| Object outline annotations |
********************

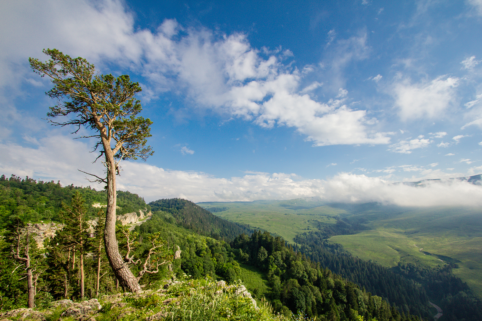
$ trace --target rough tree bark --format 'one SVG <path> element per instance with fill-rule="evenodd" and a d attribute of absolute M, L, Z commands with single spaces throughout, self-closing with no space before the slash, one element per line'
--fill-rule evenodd
<path fill-rule="evenodd" d="M 106 167 L 105 178 L 83 172 L 96 178 L 91 181 L 107 184 L 107 213 L 104 230 L 106 253 L 114 273 L 124 290 L 141 291 L 135 277 L 120 256 L 116 240 L 116 175 L 119 174 L 121 159 L 146 158 L 153 153 L 146 146 L 147 138 L 151 135 L 149 126 L 152 122 L 137 115 L 142 110 L 135 94 L 142 90 L 138 83 L 131 81 L 129 76 L 114 77 L 112 75 L 96 74 L 93 64 L 80 57 L 72 58 L 56 49 L 43 50 L 52 60 L 42 63 L 29 58 L 34 71 L 41 77 L 50 77 L 54 87 L 47 94 L 59 101 L 51 107 L 49 117 L 73 115 L 63 122 L 48 119 L 56 126 L 73 125 L 78 132 L 81 126 L 90 129 L 94 134 L 81 136 L 98 139 L 94 150 L 101 147 Z M 112 146 L 113 145 L 113 147 Z"/>

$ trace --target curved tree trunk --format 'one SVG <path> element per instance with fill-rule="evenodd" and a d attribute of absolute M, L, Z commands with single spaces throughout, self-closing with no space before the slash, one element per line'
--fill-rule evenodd
<path fill-rule="evenodd" d="M 107 147 L 107 146 L 106 146 Z M 119 253 L 119 245 L 116 239 L 116 205 L 117 195 L 116 192 L 116 164 L 112 150 L 106 148 L 106 161 L 107 166 L 107 213 L 106 227 L 104 230 L 104 242 L 106 254 L 114 274 L 124 291 L 131 292 L 142 292 L 137 278 Z"/>

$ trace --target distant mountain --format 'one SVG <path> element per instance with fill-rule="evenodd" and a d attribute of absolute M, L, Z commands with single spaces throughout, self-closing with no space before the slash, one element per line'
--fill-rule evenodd
<path fill-rule="evenodd" d="M 473 176 L 467 176 L 465 177 L 456 177 L 451 179 L 433 179 L 431 180 L 422 180 L 416 182 L 403 182 L 402 183 L 394 183 L 394 184 L 403 184 L 403 185 L 409 186 L 420 186 L 426 185 L 428 182 L 444 182 L 450 180 L 457 180 L 460 181 L 466 181 L 471 183 L 474 185 L 482 185 L 482 174 L 479 174 Z"/>
<path fill-rule="evenodd" d="M 216 239 L 229 242 L 240 234 L 251 235 L 254 231 L 249 225 L 221 218 L 190 201 L 183 199 L 162 199 L 151 202 L 149 205 L 153 211 L 170 213 L 179 226 Z"/>

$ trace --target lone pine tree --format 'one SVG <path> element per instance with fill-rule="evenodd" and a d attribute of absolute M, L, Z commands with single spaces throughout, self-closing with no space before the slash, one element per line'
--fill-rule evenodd
<path fill-rule="evenodd" d="M 71 58 L 56 49 L 44 49 L 43 52 L 52 59 L 45 63 L 32 58 L 28 61 L 35 72 L 42 77 L 49 77 L 54 85 L 46 93 L 57 99 L 58 104 L 50 107 L 47 116 L 63 116 L 59 122 L 47 120 L 55 126 L 76 126 L 75 133 L 81 126 L 90 128 L 93 135 L 80 137 L 97 139 L 94 148 L 100 154 L 95 160 L 103 156 L 106 175 L 100 177 L 86 174 L 95 178 L 91 181 L 107 184 L 106 253 L 120 286 L 132 292 L 140 292 L 136 278 L 119 253 L 115 223 L 116 176 L 119 174 L 119 162 L 137 157 L 145 160 L 154 153 L 150 146 L 146 145 L 147 138 L 151 136 L 149 126 L 152 122 L 137 116 L 142 108 L 135 96 L 141 88 L 127 75 L 117 77 L 99 75 L 94 65 L 83 58 Z M 63 116 L 70 119 L 64 120 Z"/>

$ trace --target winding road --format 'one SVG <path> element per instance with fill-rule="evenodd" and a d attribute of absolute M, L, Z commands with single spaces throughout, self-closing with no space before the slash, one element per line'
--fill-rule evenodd
<path fill-rule="evenodd" d="M 428 301 L 428 303 L 430 303 L 430 305 L 432 306 L 436 309 L 437 309 L 437 312 L 438 313 L 437 313 L 437 314 L 433 316 L 433 318 L 436 319 L 437 320 L 439 320 L 439 318 L 440 318 L 442 315 L 443 315 L 443 313 L 442 313 L 443 312 L 442 311 L 442 309 L 440 308 L 440 307 L 439 307 L 439 306 L 434 304 L 429 301 Z"/>

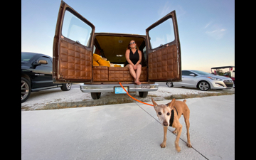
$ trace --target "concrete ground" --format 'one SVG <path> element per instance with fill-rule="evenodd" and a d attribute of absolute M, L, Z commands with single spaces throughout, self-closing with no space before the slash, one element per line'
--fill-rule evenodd
<path fill-rule="evenodd" d="M 193 148 L 182 116 L 179 153 L 174 129 L 161 148 L 153 107 L 132 102 L 21 112 L 21 159 L 235 159 L 235 95 L 186 100 Z"/>
<path fill-rule="evenodd" d="M 143 102 L 150 102 L 151 97 L 156 100 L 172 100 L 176 98 L 198 97 L 216 95 L 235 94 L 235 88 L 231 90 L 201 91 L 199 89 L 187 87 L 168 87 L 166 82 L 157 82 L 159 85 L 156 92 L 149 92 L 146 98 L 141 98 L 139 92 L 129 92 L 134 97 Z M 185 97 L 184 97 L 185 98 Z M 80 84 L 73 84 L 70 91 L 61 91 L 60 87 L 31 92 L 29 98 L 21 103 L 21 110 L 51 110 L 80 106 L 96 106 L 110 104 L 128 103 L 134 101 L 126 94 L 115 95 L 113 92 L 102 92 L 99 100 L 94 100 L 90 92 L 82 92 Z"/>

********************

| WRITTEN PROBLEM |
Each record must be quoted in full and exactly. Do not include the pictures.

| SOLUTION |
$ trace --target rough tree bark --format 'one SVG <path> element per instance with fill-rule="evenodd" and a d attribute of absolute M, L, Z commands with single spaces throughout, self-closing with no space before the slash, one element per line'
--fill-rule evenodd
<path fill-rule="evenodd" d="M 106 167 L 105 178 L 83 172 L 96 178 L 91 181 L 107 184 L 107 213 L 104 230 L 106 253 L 114 273 L 124 290 L 141 291 L 135 277 L 120 256 L 116 240 L 116 175 L 119 174 L 121 159 L 146 158 L 153 153 L 146 146 L 147 138 L 151 135 L 149 126 L 152 122 L 137 115 L 142 110 L 135 94 L 142 90 L 138 83 L 131 81 L 129 76 L 114 77 L 112 75 L 96 74 L 93 64 L 80 57 L 72 58 L 56 49 L 43 50 L 52 60 L 42 63 L 29 58 L 34 71 L 41 77 L 50 77 L 54 87 L 47 94 L 59 101 L 51 107 L 49 117 L 73 115 L 63 122 L 48 119 L 56 126 L 73 125 L 78 132 L 81 126 L 90 129 L 94 134 L 81 136 L 98 139 L 94 150 L 101 147 Z M 112 146 L 113 145 L 113 147 Z"/>

$ trace --target curved tree trunk --format 'one SVG <path> element per instance with fill-rule="evenodd" and a d attribute of absolute M, L, Z commands with single spaces throughout, self-closing with no space before the slash, one element per line'
--fill-rule evenodd
<path fill-rule="evenodd" d="M 107 147 L 107 146 L 106 146 Z M 119 253 L 119 245 L 116 239 L 116 205 L 117 195 L 116 192 L 116 164 L 112 150 L 106 148 L 106 161 L 107 166 L 107 213 L 106 227 L 104 230 L 104 242 L 106 254 L 114 274 L 124 291 L 131 292 L 142 292 L 137 278 Z"/>

$ trace --target distant mountain --format 'one SVG <path> element per instance with fill-rule="evenodd" and a d attribute of absolute M, L, Z commands with single spaces throughout, self-closing with no space before the slash, one element per line'
--fill-rule evenodd
<path fill-rule="evenodd" d="M 473 176 L 467 176 L 465 177 L 456 177 L 451 179 L 433 179 L 431 180 L 422 180 L 416 182 L 403 182 L 402 183 L 394 183 L 394 184 L 403 184 L 403 185 L 409 186 L 420 186 L 426 185 L 428 182 L 444 182 L 450 180 L 457 180 L 460 181 L 466 181 L 471 183 L 474 185 L 482 185 L 482 174 L 479 174 Z"/>
<path fill-rule="evenodd" d="M 216 239 L 229 242 L 240 234 L 251 235 L 254 231 L 249 225 L 221 218 L 190 201 L 183 199 L 162 199 L 151 202 L 149 205 L 153 211 L 170 213 L 179 226 Z"/>

$ trace --target lone pine tree --format 'one SVG <path> element per instance with fill-rule="evenodd" and a d attribute of absolute M, L, Z commands with single spaces throughout, self-closing with no space before the slash, one element per line'
--fill-rule evenodd
<path fill-rule="evenodd" d="M 71 58 L 56 49 L 44 49 L 43 52 L 52 59 L 45 63 L 32 58 L 28 61 L 35 72 L 42 77 L 49 77 L 54 85 L 46 93 L 57 99 L 58 104 L 50 107 L 47 116 L 63 116 L 59 122 L 47 120 L 55 126 L 76 126 L 75 133 L 81 126 L 90 128 L 93 135 L 80 137 L 97 139 L 94 148 L 100 154 L 95 160 L 103 156 L 106 175 L 100 177 L 86 174 L 95 178 L 91 181 L 107 184 L 106 253 L 120 286 L 132 292 L 140 292 L 136 278 L 119 253 L 115 223 L 116 176 L 119 174 L 119 162 L 137 157 L 145 160 L 154 153 L 150 146 L 146 145 L 147 138 L 151 136 L 149 126 L 152 122 L 137 116 L 142 108 L 135 96 L 141 88 L 127 75 L 117 77 L 99 75 L 94 65 L 83 58 Z M 63 116 L 70 119 L 64 120 Z"/>

$ trace --target winding road --format 'one SVG <path> element per instance with fill-rule="evenodd" and a d attribute of absolute M, L, Z commands with single spaces throughout, self-closing with no space before the slash, one element per line'
--fill-rule evenodd
<path fill-rule="evenodd" d="M 428 301 L 428 303 L 430 303 L 430 305 L 432 306 L 436 309 L 437 309 L 437 312 L 438 313 L 437 313 L 437 314 L 433 316 L 433 318 L 436 319 L 437 320 L 439 320 L 439 318 L 440 318 L 442 315 L 443 315 L 443 313 L 442 313 L 443 312 L 442 311 L 442 309 L 440 308 L 440 307 L 439 307 L 439 306 L 434 304 L 429 301 Z"/>

$ trace --target "concrete ground" --format 'one SVG <path> element per instance with fill-rule="evenodd" and a d attribute of absolute M, L, Z commands with single spaces throughout, self-closing with no space before the slash, one element per line'
--fill-rule evenodd
<path fill-rule="evenodd" d="M 193 148 L 182 116 L 179 153 L 174 129 L 161 148 L 153 107 L 132 102 L 21 112 L 21 159 L 235 159 L 235 95 L 186 100 Z"/>
<path fill-rule="evenodd" d="M 143 102 L 150 102 L 151 97 L 156 100 L 172 100 L 176 98 L 198 97 L 216 95 L 235 94 L 235 88 L 231 90 L 201 91 L 199 89 L 187 87 L 168 87 L 166 82 L 157 82 L 159 85 L 156 92 L 149 92 L 146 98 L 141 98 L 139 92 L 129 92 L 134 97 Z M 185 97 L 184 97 L 185 98 Z M 80 84 L 73 84 L 70 91 L 61 91 L 60 87 L 31 92 L 29 98 L 21 103 L 21 110 L 51 110 L 80 106 L 96 106 L 110 104 L 128 103 L 134 101 L 126 94 L 115 95 L 113 92 L 102 92 L 99 100 L 94 100 L 90 92 L 82 92 Z"/>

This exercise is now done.